• [Passage to read]:
──────────────────────────────

So let us return to the text:
10Then David slept with his ancestors, and was buried in the city
of David.
It might help some of you to hear that “David slept with his
ancestors,” might be better translated, “Then David died and was buried with
his ancestors in the city of David.” There wasn’t some kind of weird party
before he died.
But the point is to remind us that Solomon comes from the
line of David pointing to the Davidic Covenant promised not too long ago to
David by God.
Chapter 3 continues: “3Solomon loved the Lord, walking in the statutes of his
father David; only, he sacrificed and offered incense at the high places. 4The
king went to Gibeon to sacrifice there, for that was the principal high place;
Solomon used to offer a thousand burnt offerings on that altar. 5
I think it helps to understand that the theology expressed
in this story about Solomon is called Deuteronomic Theology. Say it with me:
Deuteronomic Theology. What that means is that in this passage with Solomon,
there are some understood requirements God has from Solomon and Israel that
were spelled out in the Book of Deuteronomy. I’m sure you remember all those,
so in summary I’ll say the underlying principal is that the “Lord is Israel’s
only God.

──────────────────────────────

• [Extracted entries]:
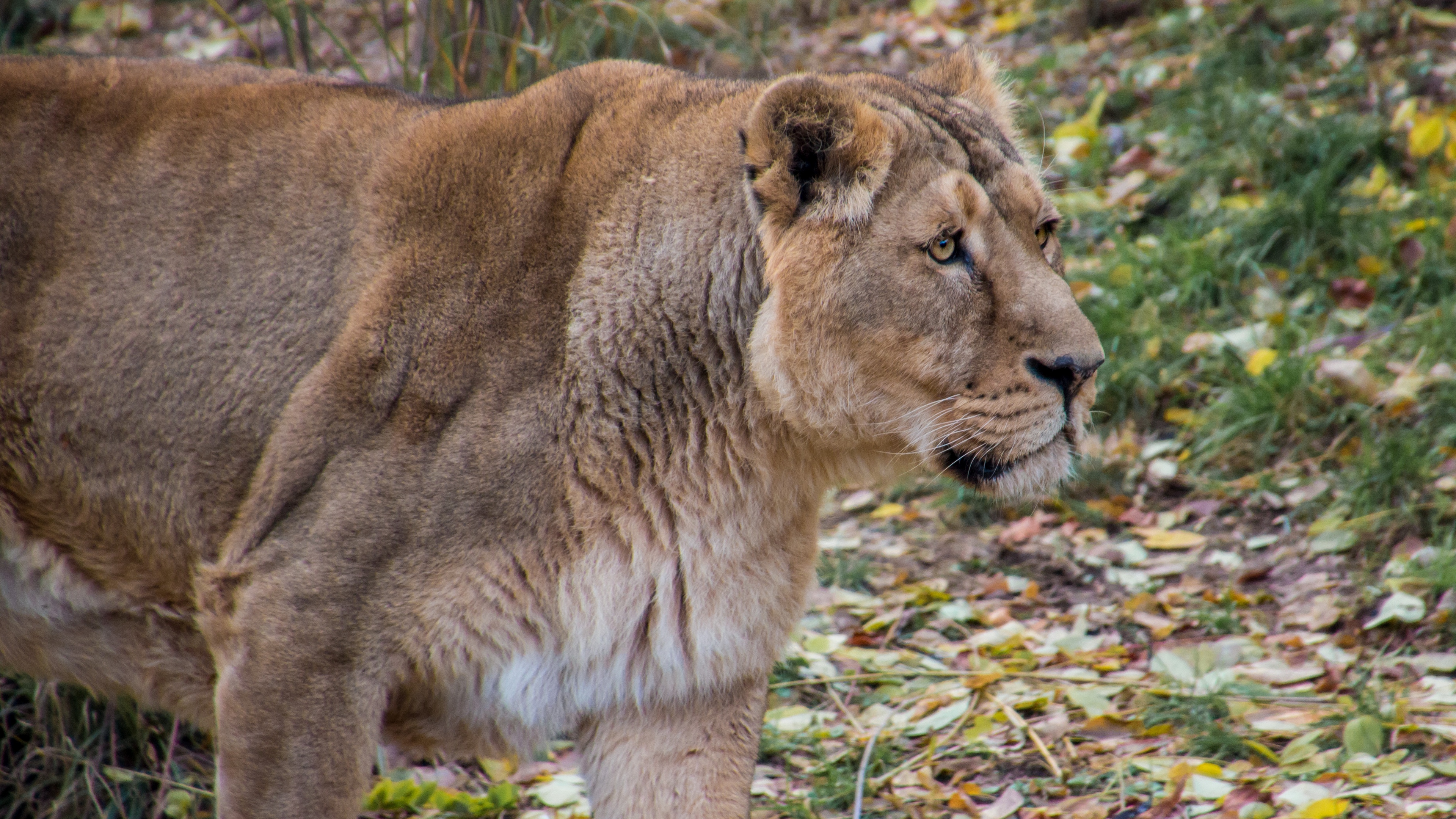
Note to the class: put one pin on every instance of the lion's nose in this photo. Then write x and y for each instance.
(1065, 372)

──────────────────────────────

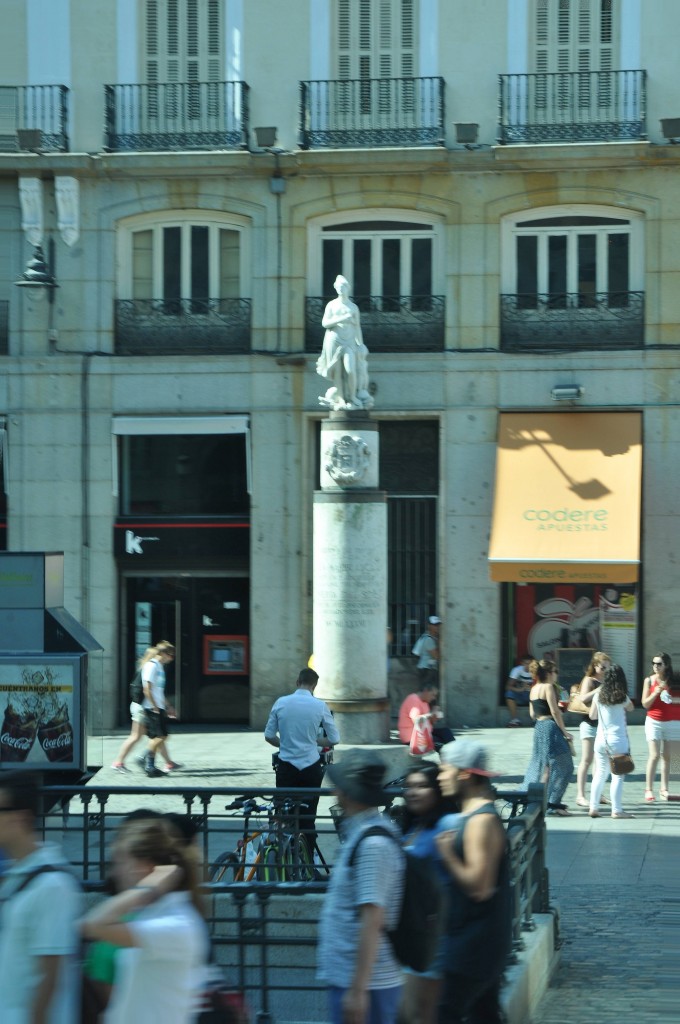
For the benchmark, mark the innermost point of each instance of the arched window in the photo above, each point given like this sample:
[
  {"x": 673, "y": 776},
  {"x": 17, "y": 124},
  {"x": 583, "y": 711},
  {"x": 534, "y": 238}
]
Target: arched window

──────────────────────────────

• [Request]: Extend the sermon about Solomon and Deuteronomic Theology, picking up right after its final sentence.

• [Reply to the task]:
“So worship of other
gods is forbidden and all of the
Lord’s covenant laws must be obeyed, including the requirement that the Lord
may legitimately be worshiped in only one place.”[3]
So, when we read that Solomon loved the Lord and was
faithful like his father David, BUT that Solomon sacrificed at high places, it
tells us a couple of things. 1) Solomon has already messed up. Yes, the temple
hasn’t been built so there’s not a proper place to offer the burnt offerings
(which foreshadows the major achievement of Solomon—the building of the Temple;
but 2) Solomon is already showing tendencies to not be so perfect in his
righteousness. It says Solomon is worshipping God or “gods” in other places.
Let’s continue:
5At Gibeon the Lord appeared to Solomon in a dream by
night; and God said, “Ask what I should give you.” 6And
Solomon said, “You have shown great and steadfast love to your servant my
father David, because he walked before you in faithfulness, in righteousness,
and in uprightness of heart toward you; and you have kept for him this great and
steadfast love, and have given him a son to sit on his throne today.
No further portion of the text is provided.